MATERIAL FOR THIS EXERCISE =>
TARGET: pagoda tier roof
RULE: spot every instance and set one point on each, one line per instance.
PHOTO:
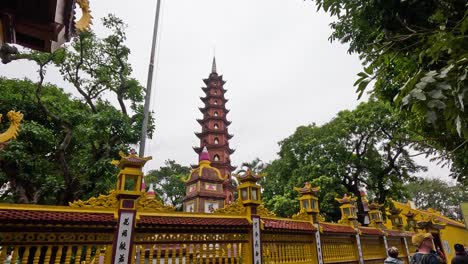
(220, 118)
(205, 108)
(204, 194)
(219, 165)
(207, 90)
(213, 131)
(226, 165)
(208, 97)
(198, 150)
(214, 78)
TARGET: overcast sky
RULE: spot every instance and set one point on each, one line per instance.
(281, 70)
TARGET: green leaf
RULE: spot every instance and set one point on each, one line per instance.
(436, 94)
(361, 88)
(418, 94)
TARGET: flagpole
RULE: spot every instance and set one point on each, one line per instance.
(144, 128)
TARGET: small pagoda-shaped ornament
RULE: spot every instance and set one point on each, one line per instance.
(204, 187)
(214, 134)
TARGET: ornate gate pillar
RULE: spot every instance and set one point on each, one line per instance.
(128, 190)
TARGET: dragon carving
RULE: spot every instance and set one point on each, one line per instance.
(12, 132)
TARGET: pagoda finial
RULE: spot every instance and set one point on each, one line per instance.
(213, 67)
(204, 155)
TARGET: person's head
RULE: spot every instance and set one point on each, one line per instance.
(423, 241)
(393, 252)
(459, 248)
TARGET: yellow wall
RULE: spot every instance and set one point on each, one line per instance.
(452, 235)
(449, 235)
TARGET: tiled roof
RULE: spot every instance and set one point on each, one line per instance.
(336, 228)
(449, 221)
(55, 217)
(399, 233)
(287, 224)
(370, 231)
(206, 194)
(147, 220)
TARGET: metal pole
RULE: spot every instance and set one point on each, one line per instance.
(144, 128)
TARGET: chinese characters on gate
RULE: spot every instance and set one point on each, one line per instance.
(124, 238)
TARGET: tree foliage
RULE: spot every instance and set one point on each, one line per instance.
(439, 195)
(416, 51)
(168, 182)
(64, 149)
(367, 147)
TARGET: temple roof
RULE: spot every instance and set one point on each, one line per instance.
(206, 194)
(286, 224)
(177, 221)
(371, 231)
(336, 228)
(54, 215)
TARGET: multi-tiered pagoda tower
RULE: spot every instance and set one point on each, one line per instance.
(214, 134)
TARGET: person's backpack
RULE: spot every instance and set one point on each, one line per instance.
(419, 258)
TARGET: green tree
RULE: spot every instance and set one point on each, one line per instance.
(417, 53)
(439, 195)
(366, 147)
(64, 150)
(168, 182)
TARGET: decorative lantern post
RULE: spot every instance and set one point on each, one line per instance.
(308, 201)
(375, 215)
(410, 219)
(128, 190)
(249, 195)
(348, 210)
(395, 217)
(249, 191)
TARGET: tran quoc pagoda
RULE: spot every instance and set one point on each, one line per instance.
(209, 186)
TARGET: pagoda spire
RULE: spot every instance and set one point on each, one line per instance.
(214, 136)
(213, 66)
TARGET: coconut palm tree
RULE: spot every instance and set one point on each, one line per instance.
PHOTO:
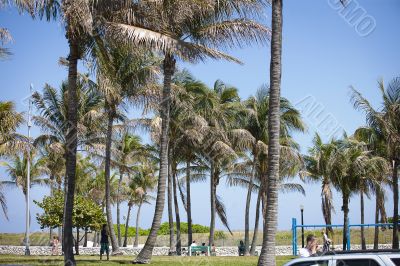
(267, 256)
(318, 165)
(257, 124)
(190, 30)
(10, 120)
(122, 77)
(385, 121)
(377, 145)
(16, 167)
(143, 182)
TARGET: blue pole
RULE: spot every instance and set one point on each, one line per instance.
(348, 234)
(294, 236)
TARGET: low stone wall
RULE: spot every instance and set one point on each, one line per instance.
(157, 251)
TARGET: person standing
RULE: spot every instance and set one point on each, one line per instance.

PROMPT =>
Each line of the data that holds "pagoda" should be reported.

WRITTEN RESPONSE =>
TARGET: pagoda tier roof
TARGET: small pagoda-shaped ornament
TARGET: pagoda finial
TARGET: multi-tiered pagoda tower
TARGET: tran quoc pagoda
TARGET: pagoda spire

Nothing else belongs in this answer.